__Text under study__:

-------

Herein discussed in the first of a three part series on "What is the role of Government?" are my thoughts on abortion, education, the military, health care and a number of other fields. Tune in next time for more errant ramblings pertaining to the size of government, finances, the environment and what ever other topics I get around to complaining/pondering about. Till next time 0.
Its the year before a year divisible by four. That means its not a leap year AND like cicadas all the local wahoos, weirdos, and politicos emerge from their three and three quarters year long hiatus all attempting to take over the poly-sci world. I do not claim to be an economist, a political scientist, a political junky or even much care for politics. I think there is too much politics in politics and too much saying one thing and doing another, or whatever pleases your constituents--sorry pocket books. I think there are too many bloodsucking bureaucrats (That word itself is bureaucratic it has too much ink to sift through to even get at its meaning.), but I do have some of my own hairbrained ideas I would be most honored if any of the hair brains took heed of (Ack!, to use a phrase from the late cartoon Cathy--I have ended a sentence with a preposition, to switch to a phrase from Churchill, "That is something up with which I shall not put." o well.).

-------

__Recorded data__:
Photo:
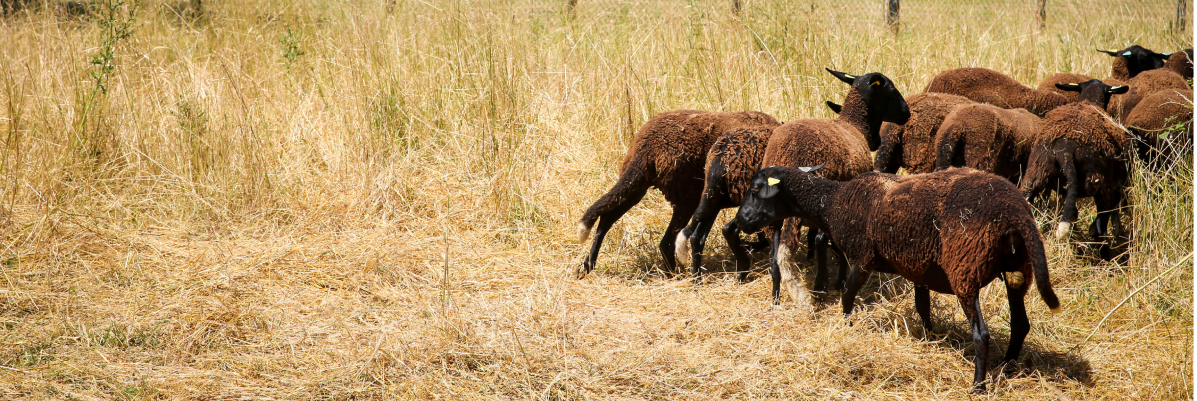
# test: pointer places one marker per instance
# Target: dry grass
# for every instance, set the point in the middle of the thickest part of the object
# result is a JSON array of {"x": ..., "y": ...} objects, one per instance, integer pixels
[{"x": 333, "y": 200}]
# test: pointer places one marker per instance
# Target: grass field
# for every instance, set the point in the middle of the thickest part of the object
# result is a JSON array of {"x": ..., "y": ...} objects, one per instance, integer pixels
[{"x": 377, "y": 200}]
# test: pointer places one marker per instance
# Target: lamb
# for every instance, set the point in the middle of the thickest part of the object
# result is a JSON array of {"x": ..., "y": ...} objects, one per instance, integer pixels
[
  {"x": 998, "y": 140},
  {"x": 1131, "y": 61},
  {"x": 985, "y": 85},
  {"x": 1182, "y": 62},
  {"x": 912, "y": 145},
  {"x": 1081, "y": 152},
  {"x": 1049, "y": 84},
  {"x": 668, "y": 153},
  {"x": 843, "y": 143},
  {"x": 949, "y": 231},
  {"x": 1154, "y": 120}
]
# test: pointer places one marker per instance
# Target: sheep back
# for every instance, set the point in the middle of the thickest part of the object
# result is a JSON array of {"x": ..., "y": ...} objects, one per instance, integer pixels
[
  {"x": 917, "y": 135},
  {"x": 1049, "y": 84},
  {"x": 1098, "y": 144},
  {"x": 1182, "y": 62},
  {"x": 739, "y": 155},
  {"x": 985, "y": 85},
  {"x": 1143, "y": 85},
  {"x": 995, "y": 140},
  {"x": 1162, "y": 109}
]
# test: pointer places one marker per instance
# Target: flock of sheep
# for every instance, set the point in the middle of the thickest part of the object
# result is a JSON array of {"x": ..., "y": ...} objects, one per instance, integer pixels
[{"x": 978, "y": 147}]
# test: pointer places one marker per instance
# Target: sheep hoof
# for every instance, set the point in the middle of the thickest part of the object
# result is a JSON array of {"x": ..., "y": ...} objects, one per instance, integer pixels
[
  {"x": 583, "y": 232},
  {"x": 681, "y": 247},
  {"x": 1015, "y": 279},
  {"x": 1063, "y": 229},
  {"x": 790, "y": 280}
]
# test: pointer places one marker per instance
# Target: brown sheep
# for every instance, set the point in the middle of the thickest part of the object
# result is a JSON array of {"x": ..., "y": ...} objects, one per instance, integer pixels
[
  {"x": 1155, "y": 117},
  {"x": 1182, "y": 62},
  {"x": 1134, "y": 60},
  {"x": 985, "y": 85},
  {"x": 1081, "y": 152},
  {"x": 1049, "y": 84},
  {"x": 912, "y": 145},
  {"x": 668, "y": 153},
  {"x": 948, "y": 231},
  {"x": 986, "y": 138},
  {"x": 998, "y": 140},
  {"x": 1143, "y": 85},
  {"x": 844, "y": 144}
]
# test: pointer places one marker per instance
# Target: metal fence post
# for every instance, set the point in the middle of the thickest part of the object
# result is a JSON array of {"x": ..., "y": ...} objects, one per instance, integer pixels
[{"x": 892, "y": 8}]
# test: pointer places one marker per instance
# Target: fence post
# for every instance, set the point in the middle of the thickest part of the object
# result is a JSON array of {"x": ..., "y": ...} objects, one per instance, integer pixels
[
  {"x": 1043, "y": 13},
  {"x": 892, "y": 10},
  {"x": 1180, "y": 16}
]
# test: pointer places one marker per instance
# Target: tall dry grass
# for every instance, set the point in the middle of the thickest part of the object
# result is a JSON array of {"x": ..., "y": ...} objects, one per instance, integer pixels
[{"x": 374, "y": 199}]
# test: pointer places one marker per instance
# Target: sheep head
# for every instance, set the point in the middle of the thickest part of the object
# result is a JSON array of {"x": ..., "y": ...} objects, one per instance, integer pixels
[
  {"x": 767, "y": 200},
  {"x": 882, "y": 102},
  {"x": 1094, "y": 91},
  {"x": 1138, "y": 59}
]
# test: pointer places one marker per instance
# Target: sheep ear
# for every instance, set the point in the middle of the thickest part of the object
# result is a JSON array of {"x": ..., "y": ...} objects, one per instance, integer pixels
[
  {"x": 770, "y": 190},
  {"x": 812, "y": 169},
  {"x": 834, "y": 107},
  {"x": 846, "y": 78},
  {"x": 1070, "y": 87}
]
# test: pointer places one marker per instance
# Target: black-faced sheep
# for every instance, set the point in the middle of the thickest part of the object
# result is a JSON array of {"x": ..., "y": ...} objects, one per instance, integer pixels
[
  {"x": 844, "y": 143},
  {"x": 912, "y": 145},
  {"x": 998, "y": 140},
  {"x": 1081, "y": 152},
  {"x": 948, "y": 231},
  {"x": 1134, "y": 60},
  {"x": 669, "y": 153},
  {"x": 1143, "y": 85},
  {"x": 985, "y": 85},
  {"x": 1155, "y": 122},
  {"x": 1049, "y": 84}
]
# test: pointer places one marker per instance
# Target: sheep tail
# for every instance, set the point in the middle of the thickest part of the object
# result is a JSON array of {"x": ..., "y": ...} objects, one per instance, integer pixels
[
  {"x": 630, "y": 188},
  {"x": 1034, "y": 247}
]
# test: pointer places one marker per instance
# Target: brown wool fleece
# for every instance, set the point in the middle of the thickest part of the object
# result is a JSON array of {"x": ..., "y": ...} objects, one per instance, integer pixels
[
  {"x": 1049, "y": 84},
  {"x": 1182, "y": 62},
  {"x": 1143, "y": 85},
  {"x": 838, "y": 144},
  {"x": 669, "y": 152},
  {"x": 947, "y": 230},
  {"x": 737, "y": 155},
  {"x": 986, "y": 138},
  {"x": 911, "y": 145},
  {"x": 985, "y": 85},
  {"x": 1162, "y": 109},
  {"x": 1086, "y": 138}
]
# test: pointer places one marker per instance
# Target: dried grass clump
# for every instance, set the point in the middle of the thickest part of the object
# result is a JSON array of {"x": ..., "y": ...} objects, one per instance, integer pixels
[{"x": 374, "y": 200}]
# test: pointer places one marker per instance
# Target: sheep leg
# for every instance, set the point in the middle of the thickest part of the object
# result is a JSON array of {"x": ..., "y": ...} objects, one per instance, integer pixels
[
  {"x": 821, "y": 262},
  {"x": 680, "y": 217},
  {"x": 856, "y": 278},
  {"x": 697, "y": 231},
  {"x": 775, "y": 268},
  {"x": 1073, "y": 193},
  {"x": 731, "y": 235},
  {"x": 971, "y": 304},
  {"x": 1019, "y": 323},
  {"x": 612, "y": 213},
  {"x": 923, "y": 307}
]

-------

__Exercise set__:
- A) Do these statements agree with the role-of-government passage? Answer yes or no for each, quoting the words that decide it: (i) The writer claims to be a political scientist. (ii) The series is planned in three parts. (iii) The writer says the current year is a leap year.
- B) Extend the role-of-government passage, picking up after its final sentence.
The lines stand apart from the role-of-government passage and are separate material.

__Answers by task__:
- A)
(i) No: "I do not claim to be an economist, a political scientist, a political junky or even much care for politics."
(ii) Yes: "the first of a three part series"
(iii) No: "That means its not a leap year"

- B)
So, what are my views on politics? What should our nation be doing? They are as follows:
I believe that as Americans we are entitled to three basic rights: The right to Life, Liberty, and the pursuit of happiness. Note, I said basic, not unalienable, they are close, but not quite the same. I don't think anyone should have the power to take these right away from any individual; however, I do believe that an individual can forfeit his/her/gender neutral term for the third possible case for gender possessive rights. If an individual chooses to conduct an action or actions outside of the legally accepted American parameter space then the rights associated with that system of being American may possibly be null and void. I do think we should hold a high standard for our prisons and prisoners. In fact, I think our prisons should hold themselves to the highest standards anywhere in the world. I do think we must adhere to the principle of no and unusual punishment--though letting prisoners themselves choose between life, death, or something cruel and unusual dreamed up by their victims does seem like an interesting justice system. I think one of the things that makes America truly great, head and shoulders above other nations is the respect we show even for the lowest of society for our prisoners. Our prisons are not places of squalor. They should not be places of torture. They are not places of forced confessions and coercions. And even though a person has committed a crime they are still a person and must still be treated with dignity. I think what happened at Guantanamo was wrong the extent of the tortures and embarrassment prisoners were put through. I think it was effective in the short term in that the events transpired probably did lead to a number of confessions and vital information that probably did indeed keep America safe. But I think the events of Abu Gharib and Gitmo ultimately gave a black eye to the sacredness of the American justice system. By resorting to these tactics we are no better, no different, than the prisons of third world, nicer and more electric maybe, but if we must resort to these methods on our prisoners we are no better. I think measures should be taken to insure those kind of abuses of humanity do not happen on American soil.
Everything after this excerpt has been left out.